Unas sandalias. De cuero y gastadas por el pisar de unos pies
deformes de tanto ir y venir, de tanto acarrear dolor y amor entre los brazos.
Unas sandalias que en la sencillez de la huella de sus dedos
amorfos, explican la caridad mejor que todos los tratados teológicos juntos.
Unas sandalias que dejan en nada los discursos bien sonantes de quienes aprovechan
el mal ajeno para hinchar su ego, esos mismos que pretenden dejar al mundo un
epitafio ocurrente, una estatua más o menos conseguida, un párrafo en los
libros de Historia, una placa en la calle del pueblo o del barrio que les vio
nacer. Ella, estoy persuadido, no quiso legarnos otra cosa que su sombra,
convencida de que al proyectarse a través de sus hijas reproduciría el perfil
amantísimo de Cristo y no el suyo, que era encorvado y pequeño.

*****

**LO QUE SE PIDE**
Cita sin cambios el texto sobre las sandalias. Empieza en las palabras que contienen "Unas sandalias que dejan" y termina después de "encorvado y pequeño.". El listado no tiene relación con el texto sobre las sandalias.

**DATOS PROPORCIONADOS**
*****

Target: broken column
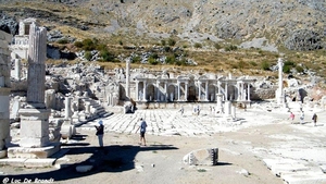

*****

**RESPUESTA COMPLETA**
Unas sandalias que dejan en nada los discursos bien sonantes de quienes aprovechan
el mal ajeno para hinchar su ego, esos mismos que pretenden dejar al mundo un
epitafio ocurrente, una estatua más o menos conseguida, un párrafo en los
libros de Historia, una placa en la calle del pueblo o del barrio que les vio
nacer. Ella, estoy persuadido, no quiso legarnos otra cosa que su sombra,
convencida de que al proyectarse a través de sus hijas reproduciría el perfil
amantísimo de Cristo y no el suyo, que era encorvado y pequeño.